Source records -
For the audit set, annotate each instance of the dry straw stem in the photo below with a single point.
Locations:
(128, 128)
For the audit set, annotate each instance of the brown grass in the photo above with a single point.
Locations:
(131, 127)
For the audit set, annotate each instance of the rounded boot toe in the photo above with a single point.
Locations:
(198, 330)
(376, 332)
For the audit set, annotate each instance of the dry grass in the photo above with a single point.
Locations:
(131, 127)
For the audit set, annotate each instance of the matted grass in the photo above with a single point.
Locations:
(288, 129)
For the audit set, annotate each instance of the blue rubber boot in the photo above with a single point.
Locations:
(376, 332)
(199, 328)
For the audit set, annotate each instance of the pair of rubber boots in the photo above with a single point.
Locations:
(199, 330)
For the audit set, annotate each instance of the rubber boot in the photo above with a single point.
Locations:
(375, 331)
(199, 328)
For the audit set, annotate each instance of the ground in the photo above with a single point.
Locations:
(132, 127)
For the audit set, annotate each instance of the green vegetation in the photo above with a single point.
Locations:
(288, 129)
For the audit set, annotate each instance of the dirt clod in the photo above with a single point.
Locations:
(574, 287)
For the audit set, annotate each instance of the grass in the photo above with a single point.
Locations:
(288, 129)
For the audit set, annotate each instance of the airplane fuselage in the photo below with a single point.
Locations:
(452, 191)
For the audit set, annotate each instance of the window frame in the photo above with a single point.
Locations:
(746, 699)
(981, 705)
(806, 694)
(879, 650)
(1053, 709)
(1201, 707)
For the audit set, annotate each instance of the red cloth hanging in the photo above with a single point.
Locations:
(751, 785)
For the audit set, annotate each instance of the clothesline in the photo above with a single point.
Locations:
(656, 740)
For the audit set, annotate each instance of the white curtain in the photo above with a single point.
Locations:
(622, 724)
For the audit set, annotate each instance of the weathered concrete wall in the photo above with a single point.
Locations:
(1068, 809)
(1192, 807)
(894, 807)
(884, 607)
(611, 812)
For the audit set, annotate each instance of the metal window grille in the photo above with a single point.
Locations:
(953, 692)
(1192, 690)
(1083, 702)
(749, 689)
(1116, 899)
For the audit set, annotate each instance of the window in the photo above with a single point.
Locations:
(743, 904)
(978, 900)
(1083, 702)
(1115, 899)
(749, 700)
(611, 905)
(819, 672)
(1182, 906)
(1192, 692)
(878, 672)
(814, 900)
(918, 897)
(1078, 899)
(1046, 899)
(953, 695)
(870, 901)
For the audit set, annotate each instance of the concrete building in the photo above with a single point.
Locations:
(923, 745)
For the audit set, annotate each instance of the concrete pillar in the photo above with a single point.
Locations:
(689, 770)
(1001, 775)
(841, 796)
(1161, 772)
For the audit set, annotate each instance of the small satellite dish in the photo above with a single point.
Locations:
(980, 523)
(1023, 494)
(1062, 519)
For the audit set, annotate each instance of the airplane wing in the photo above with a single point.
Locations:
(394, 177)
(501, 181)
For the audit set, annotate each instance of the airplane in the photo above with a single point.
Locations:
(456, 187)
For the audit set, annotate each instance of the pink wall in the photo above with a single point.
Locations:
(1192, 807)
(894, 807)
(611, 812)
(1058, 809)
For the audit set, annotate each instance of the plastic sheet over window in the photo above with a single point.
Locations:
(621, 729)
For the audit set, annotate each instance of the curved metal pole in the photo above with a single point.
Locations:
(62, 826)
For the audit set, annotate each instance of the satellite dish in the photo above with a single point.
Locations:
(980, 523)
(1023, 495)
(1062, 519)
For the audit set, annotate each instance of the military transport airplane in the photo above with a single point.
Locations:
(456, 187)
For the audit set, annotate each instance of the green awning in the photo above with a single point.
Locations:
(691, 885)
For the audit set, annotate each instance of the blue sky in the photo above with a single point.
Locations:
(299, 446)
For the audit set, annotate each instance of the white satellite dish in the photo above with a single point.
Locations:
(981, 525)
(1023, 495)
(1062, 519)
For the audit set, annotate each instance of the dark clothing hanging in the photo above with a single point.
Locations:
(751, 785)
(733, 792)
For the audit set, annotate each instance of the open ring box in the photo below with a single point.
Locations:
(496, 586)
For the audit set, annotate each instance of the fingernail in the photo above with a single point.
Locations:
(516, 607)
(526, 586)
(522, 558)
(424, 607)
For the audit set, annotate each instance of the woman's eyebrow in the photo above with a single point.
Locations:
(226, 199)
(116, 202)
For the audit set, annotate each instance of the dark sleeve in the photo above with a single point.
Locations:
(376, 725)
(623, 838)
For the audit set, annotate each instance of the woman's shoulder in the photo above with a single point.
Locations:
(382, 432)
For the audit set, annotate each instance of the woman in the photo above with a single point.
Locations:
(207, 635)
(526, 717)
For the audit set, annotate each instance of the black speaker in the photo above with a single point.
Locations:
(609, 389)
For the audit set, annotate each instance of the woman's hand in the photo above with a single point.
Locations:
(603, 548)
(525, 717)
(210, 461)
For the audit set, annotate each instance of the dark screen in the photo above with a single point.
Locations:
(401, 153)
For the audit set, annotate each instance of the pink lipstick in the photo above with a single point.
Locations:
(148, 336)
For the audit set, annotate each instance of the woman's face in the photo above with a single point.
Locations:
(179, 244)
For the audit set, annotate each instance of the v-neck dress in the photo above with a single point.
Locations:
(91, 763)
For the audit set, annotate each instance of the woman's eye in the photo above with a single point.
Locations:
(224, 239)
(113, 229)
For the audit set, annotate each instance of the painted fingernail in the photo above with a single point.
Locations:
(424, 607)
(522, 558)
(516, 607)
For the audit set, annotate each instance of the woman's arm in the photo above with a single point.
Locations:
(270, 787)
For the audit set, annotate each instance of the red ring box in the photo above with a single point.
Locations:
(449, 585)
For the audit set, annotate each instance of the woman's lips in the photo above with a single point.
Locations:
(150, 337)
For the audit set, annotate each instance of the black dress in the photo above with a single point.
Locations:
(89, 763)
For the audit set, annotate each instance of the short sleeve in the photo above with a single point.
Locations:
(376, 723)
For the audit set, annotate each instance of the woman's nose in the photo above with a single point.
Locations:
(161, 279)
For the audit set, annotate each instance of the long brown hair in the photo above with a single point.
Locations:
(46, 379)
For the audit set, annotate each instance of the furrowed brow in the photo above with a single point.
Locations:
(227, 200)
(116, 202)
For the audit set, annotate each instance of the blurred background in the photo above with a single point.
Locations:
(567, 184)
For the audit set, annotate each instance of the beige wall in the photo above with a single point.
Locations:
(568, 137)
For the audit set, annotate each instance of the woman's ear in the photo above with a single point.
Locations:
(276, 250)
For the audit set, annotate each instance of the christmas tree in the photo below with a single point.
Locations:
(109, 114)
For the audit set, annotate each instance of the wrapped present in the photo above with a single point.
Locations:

Short problem - All of the lines above need to be given again exactly.

Solution to the problem -
For the audit set, annotate each instance of the dry straw stem in the photo below with a single point.
Locations:
(128, 128)
For the audit set, annotate each instance of the brown grass in the photo above with a single point.
Locations:
(131, 127)
For the audit set, annotate each instance of the rounded boot toe in the photo above with a single point.
Locations:
(198, 330)
(376, 332)
For the audit set, annotate each instance of the dry grass in the photo above with a single point.
Locations:
(131, 127)
For the audit set, annotate each instance of the matted grass in the photo above with a single point.
Locations:
(288, 129)
For the audit set, annotate each instance of the blue rubber boot in the photo above with a single point.
Locations:
(376, 332)
(199, 328)
For the audit set, annotate each instance of the pair of rubber boots in the photo above with a single point.
Locations:
(199, 330)
For the audit set, annotate each instance of the rubber boot in the photo above with a single point.
Locations:
(375, 331)
(199, 328)
For the audit set, annotate each instance of the ground in the photo above with a single point.
Locations:
(132, 127)
For the audit set, annotate each instance of the green vegetation in the photo above with a single point.
Locations:
(288, 129)
For the audit set, annotate each instance of the dirt clod in the photo above with a single point.
Locations:
(574, 287)
For the audit set, annotate each instance of the grass in the photo above with a single point.
Locations:
(288, 129)
For the audit set, annotate each instance of the airplane fuselage in the photo below with a single point.
Locations:
(452, 191)
For the audit set, annotate each instance of the window frame in the photo above with a single point.
Locations:
(746, 699)
(981, 705)
(806, 694)
(879, 650)
(1053, 709)
(1201, 707)
For the audit set, annotate each instance of the red cloth hanging in the photo above with a single point.
Locations:
(751, 785)
For the audit set, annotate each instance of the clothesline in the photo above with a single point.
Locations:
(656, 740)
For the audit set, annotate each instance of the white curtain in the photo above with a single point.
Locations:
(622, 724)
For the audit set, annotate each instance of the weathered concrete wall in the photo above with a single point.
Locations:
(1068, 809)
(1192, 807)
(894, 807)
(884, 607)
(611, 812)
For the audit set, annotate each instance of the metal window grille in the photo above with a single point.
Locations:
(953, 692)
(1192, 690)
(1083, 702)
(749, 689)
(1116, 899)
For the audit set, annotate each instance of the window in the photo above with a single point.
Locations:
(743, 904)
(978, 900)
(1083, 702)
(1115, 899)
(749, 700)
(611, 905)
(819, 672)
(1182, 906)
(1192, 692)
(878, 672)
(814, 900)
(918, 897)
(1078, 899)
(1046, 899)
(953, 695)
(870, 901)
For the audit set, annotate each instance of the concrete building in the photo above with a single point.
Locations:
(923, 745)
For the audit set, annotate each instance of the concrete pillar in the photo above with a single point.
Locations:
(689, 770)
(1001, 775)
(841, 796)
(1161, 772)
For the audit set, annotate each instance of the small satellite dish in the photo above with a single point.
Locations:
(980, 523)
(1023, 494)
(1062, 519)
For the audit set, annotate each instance of the airplane wing in the photo above with a single point.
Locations:
(394, 177)
(501, 181)
For the audit set, annotate each instance of the airplane in the photo above with a single point.
Locations:
(456, 187)
For the audit set, annotate each instance of the pink wall in the photo above with a single point.
Locations:
(1192, 807)
(894, 807)
(611, 812)
(1058, 809)
For the audit set, annotate each instance of the plastic sheet over window in the photo above with a single point.
Locations:
(621, 729)
For the audit set, annotate each instance of the curved metal pole in the photo above with a single point.
Locations:
(62, 826)
For the audit set, annotate each instance of the satellite dish in the photo above with a single point.
Locations:
(980, 523)
(1023, 495)
(1062, 519)
For the audit set, annotate each instance of the military transport airplane in the photo above with a single point.
Locations:
(456, 187)
For the audit set, annotate each instance of the green awning in the photo above with a single point.
Locations:
(691, 885)
For the audit set, annotate each instance of the blue sky in the photo above with a single point.
Locations:
(299, 446)
For the audit set, annotate each instance of the white satellite dish in the photo above with a single point.
Locations:
(981, 525)
(1023, 495)
(1062, 519)
For the audit set, annotate each instance of the dark clothing hanging in the photo above with a single point.
Locations:
(751, 785)
(733, 792)
For the audit set, annotate each instance of the open ring box in the photo below with a single point.
Locations:
(496, 586)
For the audit set, annotate each instance of the fingernail in the photo above with a single point.
Locations:
(516, 607)
(526, 586)
(522, 558)
(424, 607)
For the audit set, annotate each instance of the woman's eyebrow in the photo above with a single point.
Locations:
(226, 199)
(116, 202)
For the audit set, annotate each instance of the dark sleeve in the photo above with a single point.
Locations:
(376, 725)
(623, 838)
For the audit set, annotate each instance of the woman's shoulder in the photo above with a single point.
Locations:
(382, 432)
For the audit set, annotate each instance of the woman in the photo above with a single point.
Locations:
(207, 635)
(526, 717)
For the audit set, annotate each instance of the black speaker in the photo above with a single point.
Locations:
(609, 389)
For the audit set, annotate each instance of the woman's hand in the photo above with a single point.
Locations:
(603, 548)
(525, 717)
(210, 461)
For the audit set, annotate each instance of the dark screen in the photo above with a single point.
Locations:
(401, 153)
For the audit set, annotate each instance of the pink lipstick in the photo above with a single point.
Locations:
(148, 336)
For the audit set, annotate each instance of the woman's face in the photo above with a single point.
Locations:
(179, 244)
For the audit set, annotate each instance of the v-neck dress in the photo above with a single point.
Locations:
(91, 763)
For the audit set, annotate each instance of the woman's eye in the photo above with a single point.
Locations:
(224, 239)
(113, 229)
For the audit set, annotate each instance of the painted fingernail in the photo above with a single point.
Locations:
(424, 607)
(522, 558)
(516, 607)
For the audit set, annotate each instance of the woman's arm in the photo above with a single point.
Locations:
(270, 787)
For the audit set, annotate each instance of the red ring box in the photo above with a single point.
Locations:
(449, 585)
For the audit set, annotate each instance of the woman's lips in the photo above with a single point.
Locations:
(150, 337)
For the audit set, annotate each instance of the black dress in the photo above with a single point.
Locations:
(89, 763)
For the audit set, annotate each instance of the short sleeve in the photo above with a single point.
Locations:
(376, 723)
For the audit set, annotate each instance of the woman's nose in the photo above with a single point.
Locations:
(161, 279)
For the audit set, annotate each instance of the long brown hair in the photo above with a single point.
Locations:
(46, 379)
For the audit set, annotate each instance of the furrowed brow in the photo above with a single point.
Locations:
(227, 200)
(116, 202)
For the audit set, annotate each instance of the blurred background in the photo above with a single point.
Locations:
(567, 184)
For the audit set, annotate each instance of the beige wall in the photo above with a single point.
Locations:
(568, 137)
For the audit set, annotate each instance of the woman's ear in the photo above with a single point.
Locations:
(276, 250)
For the audit set, annotate each instance of the christmas tree in the photo below with a single point.
Locations:
(109, 114)
For the audit set, annotate each instance of the wrapped present in the photo above with a single point.
Locations:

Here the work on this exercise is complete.